____ Provided entries
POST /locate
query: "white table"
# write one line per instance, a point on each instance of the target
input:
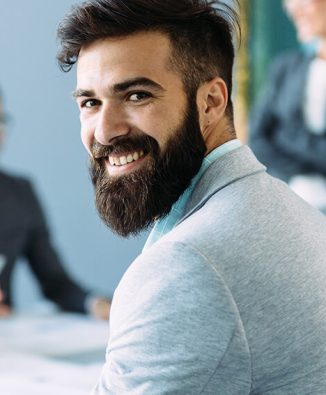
(57, 354)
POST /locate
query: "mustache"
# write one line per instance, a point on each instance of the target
(125, 144)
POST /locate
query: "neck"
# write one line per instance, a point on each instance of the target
(322, 49)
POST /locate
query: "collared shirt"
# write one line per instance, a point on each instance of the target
(167, 223)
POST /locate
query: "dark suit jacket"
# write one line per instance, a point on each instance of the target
(24, 233)
(278, 134)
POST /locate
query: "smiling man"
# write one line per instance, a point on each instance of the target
(228, 296)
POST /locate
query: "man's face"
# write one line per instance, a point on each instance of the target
(139, 126)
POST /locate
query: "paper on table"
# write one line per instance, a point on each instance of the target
(53, 335)
(35, 375)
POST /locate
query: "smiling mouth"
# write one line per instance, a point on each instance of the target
(123, 160)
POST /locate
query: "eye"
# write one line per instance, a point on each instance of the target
(89, 103)
(139, 96)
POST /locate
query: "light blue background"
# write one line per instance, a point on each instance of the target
(43, 143)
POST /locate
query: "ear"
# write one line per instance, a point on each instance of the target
(212, 99)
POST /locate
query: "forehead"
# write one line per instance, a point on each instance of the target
(111, 60)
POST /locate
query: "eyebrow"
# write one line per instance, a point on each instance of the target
(121, 87)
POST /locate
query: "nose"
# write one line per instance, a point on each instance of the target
(111, 124)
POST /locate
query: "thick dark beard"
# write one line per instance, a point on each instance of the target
(131, 203)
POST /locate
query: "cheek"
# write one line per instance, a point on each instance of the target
(87, 138)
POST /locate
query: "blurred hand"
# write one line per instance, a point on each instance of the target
(100, 308)
(4, 309)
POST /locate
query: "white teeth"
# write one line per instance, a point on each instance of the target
(123, 160)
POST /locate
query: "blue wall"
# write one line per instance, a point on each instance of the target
(44, 143)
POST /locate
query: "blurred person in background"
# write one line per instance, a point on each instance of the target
(24, 233)
(288, 124)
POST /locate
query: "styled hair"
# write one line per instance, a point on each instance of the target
(200, 32)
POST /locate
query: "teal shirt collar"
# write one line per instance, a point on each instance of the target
(167, 223)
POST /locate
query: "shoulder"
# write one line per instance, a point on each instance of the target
(172, 308)
(168, 278)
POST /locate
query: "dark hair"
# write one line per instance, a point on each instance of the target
(200, 32)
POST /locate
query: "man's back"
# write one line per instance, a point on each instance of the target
(233, 298)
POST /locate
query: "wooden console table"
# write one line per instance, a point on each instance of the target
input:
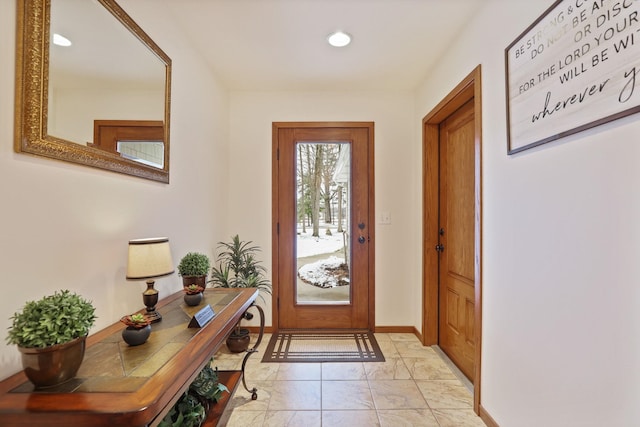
(118, 385)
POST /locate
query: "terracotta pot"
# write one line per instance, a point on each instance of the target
(193, 299)
(53, 365)
(194, 280)
(238, 341)
(136, 336)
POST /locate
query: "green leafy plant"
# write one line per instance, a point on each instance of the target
(54, 319)
(207, 386)
(194, 264)
(189, 410)
(238, 267)
(137, 320)
(192, 289)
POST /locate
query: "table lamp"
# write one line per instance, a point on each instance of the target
(148, 259)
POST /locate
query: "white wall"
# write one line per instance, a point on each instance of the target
(67, 226)
(561, 241)
(397, 160)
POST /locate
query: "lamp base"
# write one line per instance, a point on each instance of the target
(150, 299)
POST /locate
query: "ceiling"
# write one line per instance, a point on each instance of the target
(281, 44)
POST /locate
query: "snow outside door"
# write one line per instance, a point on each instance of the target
(323, 225)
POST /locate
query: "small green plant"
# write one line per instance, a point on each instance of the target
(189, 410)
(194, 264)
(54, 319)
(238, 267)
(206, 384)
(137, 320)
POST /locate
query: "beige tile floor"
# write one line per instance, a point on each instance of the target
(413, 387)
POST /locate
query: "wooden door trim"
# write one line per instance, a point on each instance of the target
(275, 197)
(468, 88)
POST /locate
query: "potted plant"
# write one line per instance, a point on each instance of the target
(192, 407)
(193, 294)
(238, 267)
(193, 268)
(50, 334)
(138, 329)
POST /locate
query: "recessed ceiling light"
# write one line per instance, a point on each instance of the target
(61, 40)
(339, 39)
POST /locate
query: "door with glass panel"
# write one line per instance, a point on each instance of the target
(323, 225)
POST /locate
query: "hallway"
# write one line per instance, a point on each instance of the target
(414, 387)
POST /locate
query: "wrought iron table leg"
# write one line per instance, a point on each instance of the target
(254, 349)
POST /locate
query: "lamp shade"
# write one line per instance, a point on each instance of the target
(149, 258)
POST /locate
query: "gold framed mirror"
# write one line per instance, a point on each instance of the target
(113, 71)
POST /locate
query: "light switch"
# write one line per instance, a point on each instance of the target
(385, 218)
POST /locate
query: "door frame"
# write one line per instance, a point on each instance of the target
(275, 220)
(468, 88)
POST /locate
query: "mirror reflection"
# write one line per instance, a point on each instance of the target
(105, 73)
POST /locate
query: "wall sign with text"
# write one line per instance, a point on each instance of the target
(575, 67)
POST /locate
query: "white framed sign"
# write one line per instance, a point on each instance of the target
(577, 66)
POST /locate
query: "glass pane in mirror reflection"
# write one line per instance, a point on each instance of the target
(150, 153)
(323, 223)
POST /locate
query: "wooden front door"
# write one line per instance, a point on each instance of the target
(456, 242)
(323, 225)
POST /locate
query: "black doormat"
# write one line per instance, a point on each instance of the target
(322, 346)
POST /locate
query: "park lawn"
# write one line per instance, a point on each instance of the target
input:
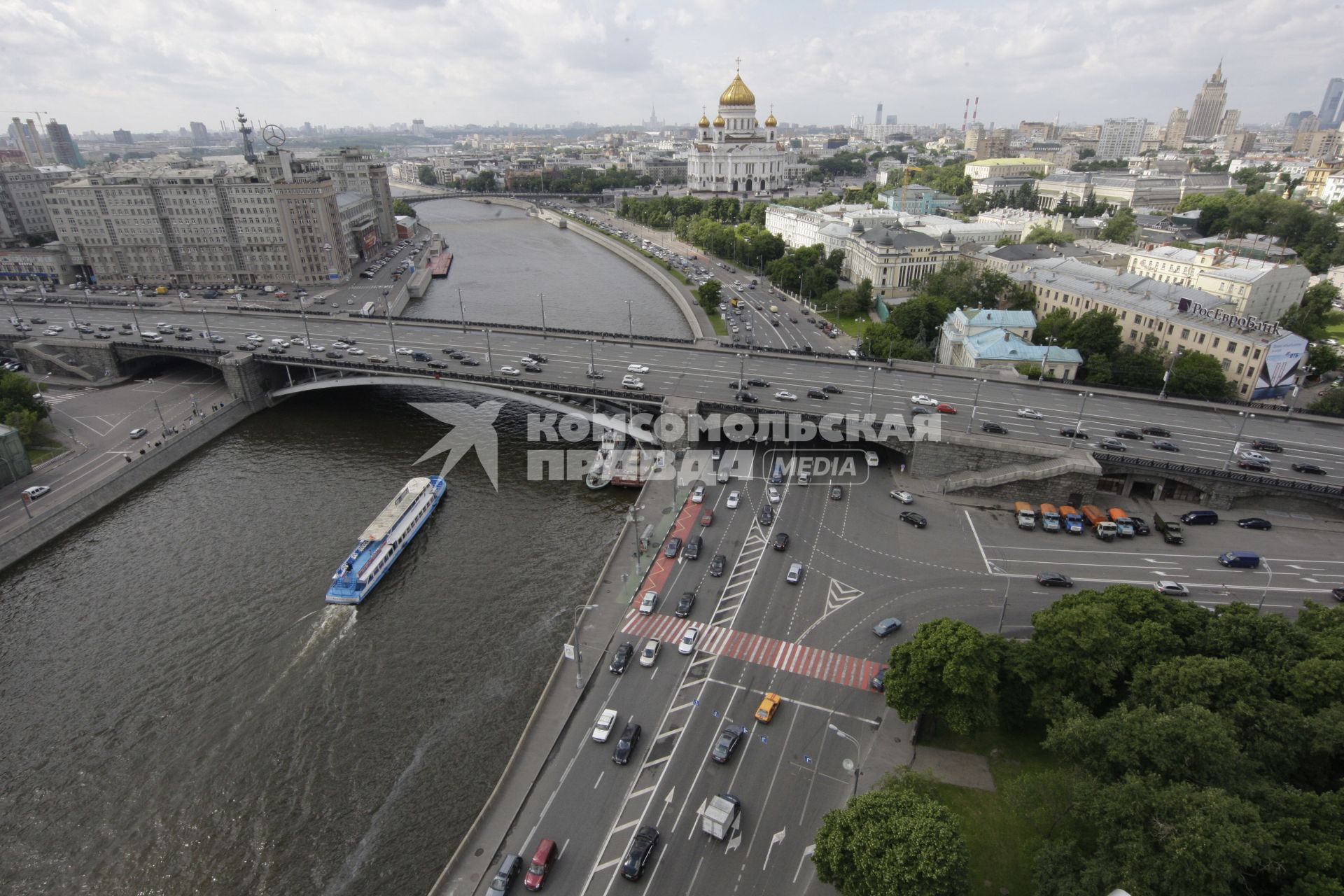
(999, 840)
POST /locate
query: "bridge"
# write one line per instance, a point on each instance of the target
(689, 377)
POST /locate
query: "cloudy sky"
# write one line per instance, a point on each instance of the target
(151, 65)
________
Exercise prompt: Copy out all the data without changing anything, and drop the pictures.

Solution to this problem:
POST /locate
query: "white table"
# write one line per instance, a point on each instance of the target
input:
(57, 354)
POST /locate
query: "mustache"
# write one line per instance, a point on each instance of the target
(125, 144)
POST /locate
query: "neck"
# write one line per instance, a point on each instance of the target
(322, 49)
POST /locate
query: "collared shirt"
# write one line per instance, a point on each instance of the target
(167, 223)
POST /locate
query: "dark suit jacket"
# write one line per instance, a point on each instance of the target
(24, 233)
(278, 134)
POST /locate
query: "smiling man"
# write one line per instance, a point on each instance of the target
(228, 296)
POST /locate
query: "man's face"
# write one line per instance, a point on each instance of the target
(139, 126)
POST /locate
query: "paper on table"
# write one line per instance, a point on each instance of the target
(53, 335)
(35, 375)
POST /locate
query: "smiling mouth"
# write one line per instance, a point on each instance of the target
(123, 160)
POST /locate
query: "eye"
# write one line per instance, a point on each instance of the target
(89, 103)
(139, 96)
POST /locate
query: "light blue background"
# write one line per instance, a point on each instance of the target
(43, 143)
POST /locate
query: "ear"
# write one line per instance, a point on each instance of the target
(212, 99)
POST /locate
query: "forehead"
# write one line per instance, a point on each instance of the target
(111, 60)
POST /locate
query: "eyebrow"
# write one line per instance, a point on each instance of the target
(121, 87)
POST /locate
query: "nose"
# write one line per instance, a point on each instance of the target
(111, 124)
POST /locate
query: "thick dark beard"
# write one line per instance, a point on each instance of the target
(131, 203)
POST /locate
query: "cheek"
# write one line per instance, a point on each instance of the target
(87, 138)
POST /locate
query: "blurred hand"
# write one line per instance, a point on each instance of the target
(100, 308)
(4, 309)
POST /locate
query: "white teeth"
# write one line per instance, a point on each instance of the target
(123, 160)
POST /locate
query: "blue wall"
# write one line per instance, a point on each instance of the target
(44, 143)
POST /locate
query: "blurred person in background"
# write one line per instance, a point on each instance of the target
(24, 233)
(288, 124)
POST /locate
query: "styled hair"
# write one line per instance, a point on each instance of the target
(200, 32)
POST /locate
query: "teal shirt collar"
# write one line per instance, a point on each instance of the target
(167, 223)
POST /locate
query: "shoulder"
# write one line per instance, a point on each instance of the target
(172, 308)
(168, 278)
POST /locate
query: "dark hair"
# write one line per instance, a point on each instance of the target
(200, 32)
POST /locate
query: "man's back"
# write one line per instance, a point on each instance of the target
(233, 298)
POST /locate
query: "wooden console table"
# write one line per instance, a point on each instance of the target
input:
(118, 385)
POST /locate
query: "terracotta pot"
# write one line per instance, a point on each instance of the target
(193, 299)
(53, 365)
(194, 280)
(238, 341)
(136, 336)
POST /locate
query: "green leafy plant"
# write one line per instance, a point on each instance of the target
(54, 319)
(207, 386)
(194, 264)
(189, 410)
(238, 267)
(137, 320)
(192, 289)
POST /locate
query: "table lamp"
# write one line per instance, a point on each instance of the target
(148, 259)
POST /locate
query: "white wall"
# write one line per instance, a point on each instance of the target
(67, 226)
(561, 241)
(397, 160)
POST /locate
query: "lamp base"
# write one line per instance, a point on each instance of the target
(150, 299)
POST /locate
query: "ceiling"
# write one line per instance, a point on each instance of the target
(281, 44)
POST /locate
query: "snow outside door"
# write one line per instance, a point on each instance of the target
(323, 225)
POST /locate
query: "small green plant"
# write one line per instance, a point on each instance of the target
(189, 410)
(194, 264)
(54, 319)
(238, 267)
(206, 384)
(137, 320)
POST /locate
query: "beige tile floor"
# write one line per instance, a point on each instance of the target
(413, 387)
POST /locate
query: "wooden door trim"
# write one line per instance, a point on each instance of the target
(275, 197)
(468, 88)
POST /locate
query: "potted plant"
# write one line per instance, a point on each instance of the target
(192, 407)
(193, 294)
(238, 267)
(193, 268)
(50, 334)
(138, 329)
POST /locate
query: "recessed ceiling light"
# write one line per instance, a point on each instance of the target
(61, 40)
(339, 39)
POST /locate
query: "door with glass panel"
# write one line per instance, a point on each instance of the target
(323, 225)
POST /locate
query: "hallway"
# write one line per instance, a point on each instance of the target
(414, 387)
POST /locate
query: "wrought iron table leg"
# write one line per instance, a point on each instance of the target
(254, 349)
POST /locate
query: "lamp shade"
# write one line per instance, a point on each instance of the target
(149, 258)
POST /locate
query: "gold framed mirror"
# write one line per instance, a point on each instance of the target
(113, 71)
POST /locate
query: "light switch"
# write one line per instance, a point on each instance of the target
(385, 218)
POST /locate
query: "door frame"
# write one line per instance, a point on each instance of the target
(275, 220)
(468, 88)
POST /locate
query: "mirror reflection"
# write one line per instance, a point on each instance of the target
(105, 73)
POST /locate
query: "wall sign with text"
# write one line per instance, a point on each instance of the target
(575, 67)
POST /locate
query: "white framed sign"
# write one line per instance, a point on each instance of the target
(577, 66)
POST /locate
query: "glass pane in mirror reflection"
# write one line per instance, a point on each instance of the target
(150, 153)
(323, 223)
POST /locate
query: "wooden front door"
# write one line per instance, a point on each instance of the target
(456, 242)
(323, 225)
POST /locate
query: "black doormat"
# write one line per instance, a point on each instance of the target
(322, 346)
POST /locate
query: "park lawn"
# write one line per instance, a point on each instance of the target
input:
(999, 840)
POST /locate
query: "bridge"
# write one line per instance, a point on each instance of the target
(689, 377)
POST /locate
query: "cloudy sky"
# write one line per instance, a point on each instance of the target
(151, 65)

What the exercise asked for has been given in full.